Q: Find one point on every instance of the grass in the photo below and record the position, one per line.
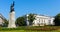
(29, 31)
(32, 29)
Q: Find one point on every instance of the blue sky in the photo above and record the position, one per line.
(22, 7)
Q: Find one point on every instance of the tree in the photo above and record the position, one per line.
(20, 21)
(31, 18)
(57, 20)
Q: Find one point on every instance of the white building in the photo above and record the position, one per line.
(41, 20)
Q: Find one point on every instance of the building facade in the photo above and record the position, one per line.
(41, 20)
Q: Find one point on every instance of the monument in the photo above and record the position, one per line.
(12, 17)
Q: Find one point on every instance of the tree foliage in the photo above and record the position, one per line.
(20, 21)
(57, 20)
(5, 24)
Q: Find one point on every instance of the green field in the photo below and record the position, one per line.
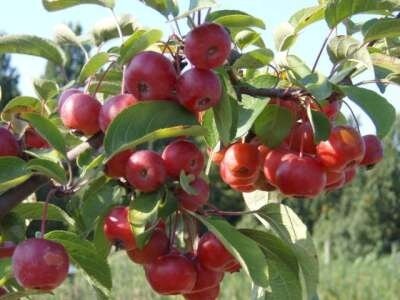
(363, 279)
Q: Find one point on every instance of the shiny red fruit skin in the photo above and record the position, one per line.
(337, 184)
(117, 228)
(207, 46)
(290, 104)
(208, 294)
(171, 274)
(116, 166)
(218, 156)
(345, 147)
(34, 141)
(212, 254)
(300, 176)
(272, 162)
(331, 109)
(146, 171)
(7, 249)
(302, 131)
(113, 107)
(232, 180)
(3, 291)
(198, 90)
(350, 174)
(194, 202)
(40, 264)
(183, 155)
(242, 159)
(233, 267)
(81, 112)
(64, 95)
(206, 278)
(8, 143)
(158, 245)
(373, 150)
(150, 76)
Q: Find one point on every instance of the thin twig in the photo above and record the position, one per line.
(322, 50)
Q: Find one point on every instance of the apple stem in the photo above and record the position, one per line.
(45, 209)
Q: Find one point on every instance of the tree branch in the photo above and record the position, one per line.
(16, 195)
(274, 93)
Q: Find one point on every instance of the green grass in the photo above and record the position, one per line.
(364, 279)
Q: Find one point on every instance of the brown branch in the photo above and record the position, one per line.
(16, 195)
(272, 93)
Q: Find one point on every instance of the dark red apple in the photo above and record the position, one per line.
(150, 76)
(8, 143)
(116, 166)
(198, 90)
(40, 264)
(183, 155)
(171, 274)
(207, 46)
(373, 150)
(81, 112)
(157, 245)
(146, 171)
(112, 107)
(118, 229)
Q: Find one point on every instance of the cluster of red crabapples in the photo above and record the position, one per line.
(170, 271)
(299, 167)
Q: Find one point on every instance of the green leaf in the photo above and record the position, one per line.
(235, 19)
(48, 131)
(307, 16)
(339, 10)
(342, 48)
(318, 85)
(320, 124)
(144, 211)
(32, 45)
(34, 211)
(284, 36)
(106, 29)
(254, 59)
(290, 228)
(225, 112)
(13, 172)
(245, 250)
(381, 112)
(20, 104)
(249, 110)
(273, 125)
(282, 263)
(93, 65)
(54, 5)
(84, 254)
(168, 205)
(47, 168)
(143, 123)
(46, 89)
(212, 135)
(102, 244)
(23, 294)
(298, 67)
(140, 40)
(248, 37)
(164, 7)
(64, 35)
(100, 196)
(381, 28)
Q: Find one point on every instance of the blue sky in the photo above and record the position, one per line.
(29, 17)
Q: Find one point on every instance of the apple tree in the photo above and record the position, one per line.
(129, 143)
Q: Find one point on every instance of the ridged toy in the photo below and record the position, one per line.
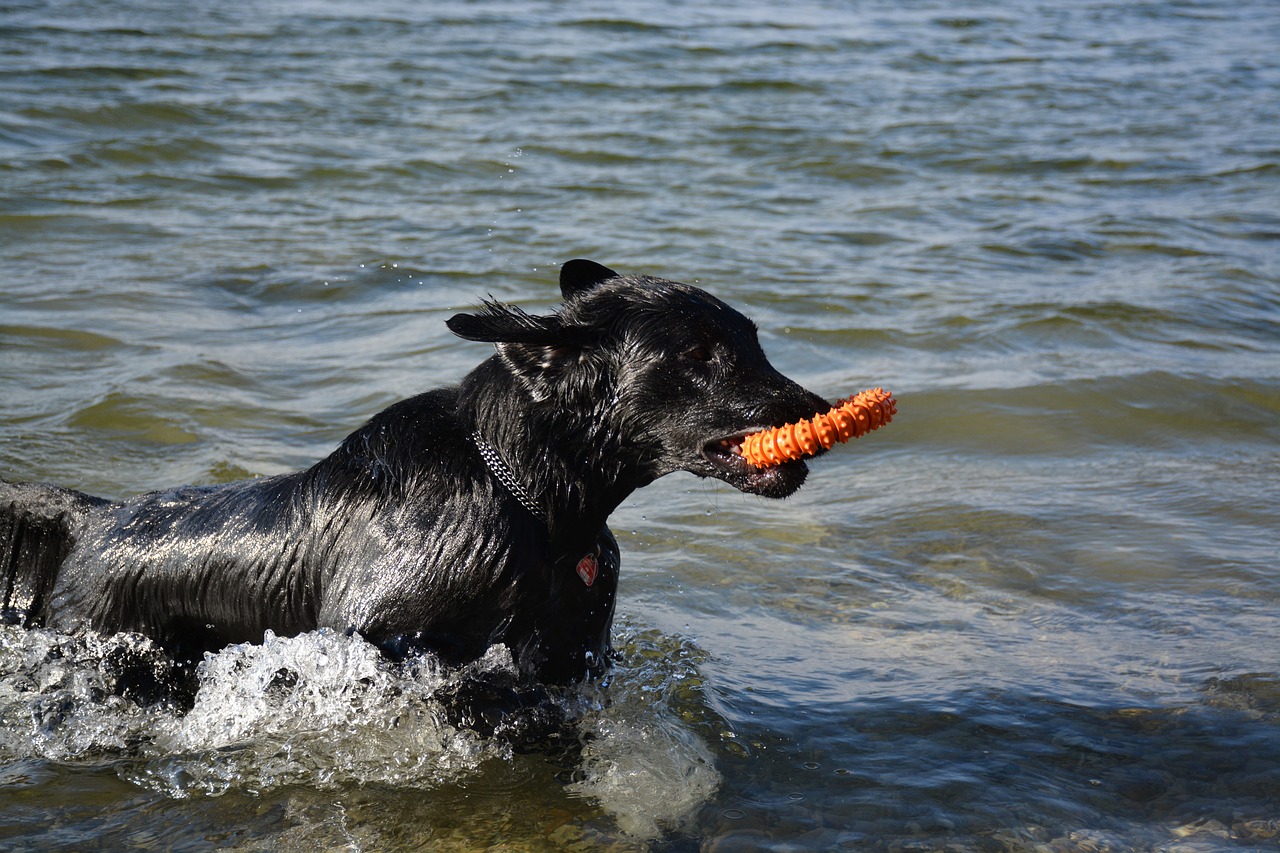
(851, 418)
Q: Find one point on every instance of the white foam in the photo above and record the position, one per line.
(324, 710)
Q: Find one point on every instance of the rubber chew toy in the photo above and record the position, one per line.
(854, 416)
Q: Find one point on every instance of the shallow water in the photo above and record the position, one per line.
(1037, 611)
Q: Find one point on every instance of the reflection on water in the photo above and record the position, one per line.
(1037, 612)
(325, 711)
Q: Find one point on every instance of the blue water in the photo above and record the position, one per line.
(1038, 611)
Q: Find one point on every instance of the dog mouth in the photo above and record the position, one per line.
(725, 456)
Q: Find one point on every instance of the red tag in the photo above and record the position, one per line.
(588, 569)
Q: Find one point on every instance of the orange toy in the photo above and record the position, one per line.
(854, 416)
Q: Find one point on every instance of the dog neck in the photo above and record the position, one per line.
(503, 474)
(566, 468)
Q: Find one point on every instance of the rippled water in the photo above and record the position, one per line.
(1038, 611)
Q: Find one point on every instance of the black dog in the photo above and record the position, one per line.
(451, 521)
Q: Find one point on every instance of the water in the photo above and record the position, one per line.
(1036, 612)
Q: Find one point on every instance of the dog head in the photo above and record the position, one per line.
(666, 373)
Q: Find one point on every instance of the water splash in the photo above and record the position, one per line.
(325, 711)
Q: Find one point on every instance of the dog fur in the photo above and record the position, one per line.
(405, 533)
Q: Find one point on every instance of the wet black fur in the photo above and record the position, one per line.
(402, 533)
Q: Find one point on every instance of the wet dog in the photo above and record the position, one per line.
(453, 520)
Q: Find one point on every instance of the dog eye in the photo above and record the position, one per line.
(699, 354)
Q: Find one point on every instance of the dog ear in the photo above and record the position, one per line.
(535, 349)
(579, 276)
(501, 323)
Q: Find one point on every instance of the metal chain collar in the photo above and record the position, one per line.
(504, 475)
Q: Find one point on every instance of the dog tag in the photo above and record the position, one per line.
(588, 569)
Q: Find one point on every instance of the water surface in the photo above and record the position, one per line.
(1037, 612)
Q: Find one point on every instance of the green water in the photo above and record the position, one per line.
(1040, 611)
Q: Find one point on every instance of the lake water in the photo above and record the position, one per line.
(1037, 612)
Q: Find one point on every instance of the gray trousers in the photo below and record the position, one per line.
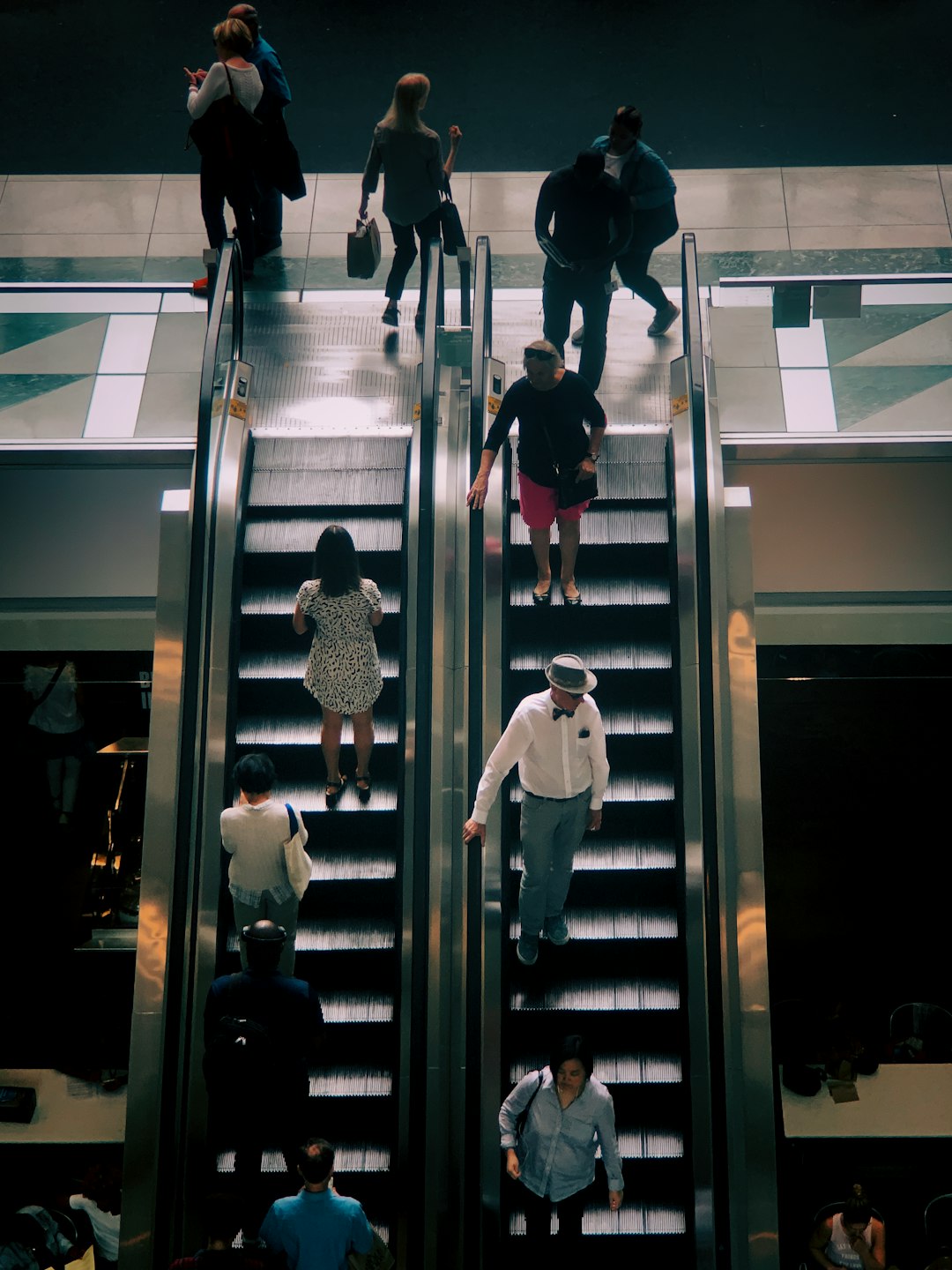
(285, 915)
(550, 833)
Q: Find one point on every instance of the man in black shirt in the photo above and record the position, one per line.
☆ ☆ ☆ ☆ ☆
• Written problem: Rewrite all of the records above, replacing "record the position" with "note the coordinates" and leaving everything else unchanged. Omit the pictures.

• Final result:
Q: Find one point on every instance of the grass in the photo below and note the coordinates, one per line.
(29, 31)
(32, 29)
Q: Find one point on every instance of the blue sky in the photo above and note the coordinates, one per line.
(22, 7)
Q: Find one point on every instance of the tree in the photo above and note the coordinates, one per line.
(20, 21)
(31, 18)
(57, 20)
Q: Find one point on every instance of the white building in the photo above and note the coordinates, one per line.
(41, 20)
Q: Find one point on every instance of the building facade in the photo above and note the coordinates, one per line.
(41, 20)
Q: Find one point on every instance of the monument in the photo above and note the coordinates, one per line.
(12, 17)
Q: Find one point on every instance of the tree foliage in the photo above and note the coordinates, one per line.
(20, 21)
(57, 20)
(5, 24)
Q: Find one point on every instance of the green field in the photo below and note the coordinates, one per line.
(363, 279)
Q: Find one point on every instance of the shiny red fruit skin in the photo above and note the coordinates, one per line.
(337, 184)
(117, 228)
(207, 46)
(290, 104)
(208, 294)
(171, 274)
(116, 166)
(218, 156)
(345, 147)
(34, 141)
(212, 254)
(300, 176)
(272, 162)
(331, 109)
(146, 171)
(7, 249)
(302, 131)
(113, 107)
(232, 180)
(3, 291)
(198, 90)
(350, 174)
(194, 202)
(40, 264)
(183, 155)
(242, 159)
(233, 267)
(81, 112)
(64, 95)
(206, 278)
(8, 143)
(158, 245)
(373, 150)
(150, 76)
Q: Find one point on every instance of the thin twig in the photo above and note the coordinates, one per line.
(322, 50)
Q: Find one point on every instance of the apple stem in the photo above and note the coordinates, one per line.
(45, 209)
Q: Find one point on every instance of the tree branch in the photo above and note the coordinates, one per line.
(16, 195)
(274, 93)
Q: Find one point on every instance of the green grass in the photo above and note the coordinates, one per line.
(364, 279)
Q: Find one point on every instance of the brown branch in the photo above and note the coordinates, one per line.
(16, 195)
(272, 93)
Q: Find one point on every instance of the dark red apple in the photo above and note the coordinates, one per line.
(150, 76)
(8, 143)
(116, 166)
(198, 90)
(40, 264)
(183, 155)
(171, 274)
(207, 46)
(373, 150)
(81, 112)
(157, 245)
(146, 171)
(112, 107)
(118, 229)
Q: Find one point on every instance of the cluster of red crabapples in the photo above and note the coordinates, one per line.
(170, 271)
(299, 167)
Q: Find one point on every instance of the green leaf in the photo above and note the coordinates, one per line.
(235, 19)
(48, 131)
(307, 16)
(339, 10)
(342, 48)
(318, 85)
(320, 124)
(144, 211)
(32, 45)
(34, 211)
(284, 36)
(106, 29)
(254, 59)
(290, 228)
(225, 112)
(13, 172)
(245, 250)
(381, 112)
(20, 104)
(249, 110)
(273, 125)
(282, 263)
(93, 65)
(54, 5)
(84, 254)
(168, 205)
(47, 168)
(143, 123)
(46, 89)
(212, 135)
(102, 244)
(23, 294)
(298, 67)
(140, 40)
(248, 37)
(164, 7)
(64, 35)
(100, 196)
(381, 28)
Q: Find one point on every instance of the blue sky in the photo above and note the coordinates, one per line.
(29, 17)
Q: Find one point on every instance of the apple tree in the photo above and note the coordinates, one per line.
(129, 143)
Q: Find one point on every instance of the ridged toy in the photo below and note the coordinates, one per line.
(851, 418)
Q: Find one point on every instance of the white foam in the photo above and note the coordinates, one per line.
(324, 710)
Q: Find one point on every instance of the rubber chew toy in the photo above and note the coordinates, one per line.
(854, 416)
Q: Find one point on every instance of the shallow water in the photo above and note the coordinates, one per line.
(1037, 611)
Q: Find one point on every instance of the reflection on water in the photo above and note the coordinates, one per line.
(1037, 612)
(325, 711)
Q: Find one point on every instance of the blue water in the photo above and note the coordinates, one per line.
(1038, 611)
Q: Find one point on every instance of the dog mouth in the photo above and note the coordinates, one per line.
(725, 456)
Q: Find one point on every instance of the red tag in the photo above and note the coordinates, one per line.
(588, 569)
Q: Find one point on every instance of the orange toy in the photo above and note the coordinates, one per line.
(854, 416)
Q: Find one point on every instance of the dog neck in the photo above and note the coordinates, one per line.
(503, 474)
(566, 468)
Q: Find one point on every instance of the rippled water in the photo above and note the coordinates, one per line.
(1038, 611)
Q: Find one point on every instance of the black dog in the photo above and note the coordinates, one per line.
(451, 521)
Q: Find one point on every instance of the water in the photo above and note the coordinates, one per line.
(1036, 612)
Q: Find one point on every instance of the dog head in the photo above and note the coordinates, one per line.
(666, 373)
Q: Find one point on every instance of the water splash in the photo above and note the coordinates, one per line.
(325, 711)
Q: Find one point on every instance of the dog fur in the photo above and note the coordinates, one per line.
(405, 533)
Q: Find one point on every instance of the wet black fur in the photo above and note the coordinates, one per line.
(402, 533)
Q: Find one point on every instance of the wet dog in the photo above and note the coordinates, one per line.
(453, 520)
Q: Find one point on every instance of the dog eye in the photo above and note the coordinates, one per line.
(699, 354)
Q: Find one point on every instance of the dog ear in the photo above and note the coordinates, one per line.
(535, 349)
(579, 276)
(501, 323)
Q: Find one point on every instance of the metal chain collar in the photo above and note the coordinates, one per line.
(504, 475)
Q: Find one point on every instance of the dog tag in the photo above and note the coordinates, one per line.
(588, 569)
Q: Find one point on every instance of the water surface in the photo above and note the coordinates, one per line.
(1037, 612)
Q: Find one point on every instance of the green water in the photo above and note the coordinates, one per line.
(1040, 611)
Q: Find one point on every instance of the lake water in the photo above and note the coordinates, one per line.
(1037, 612)
Q: Find one point on every instance of the gray trousers in the photo below and note the coordinates, one per line.
(285, 915)
(550, 833)
Q: Find one point on every instance of the man in black shirt in the photo above and note the coordinates, one per line.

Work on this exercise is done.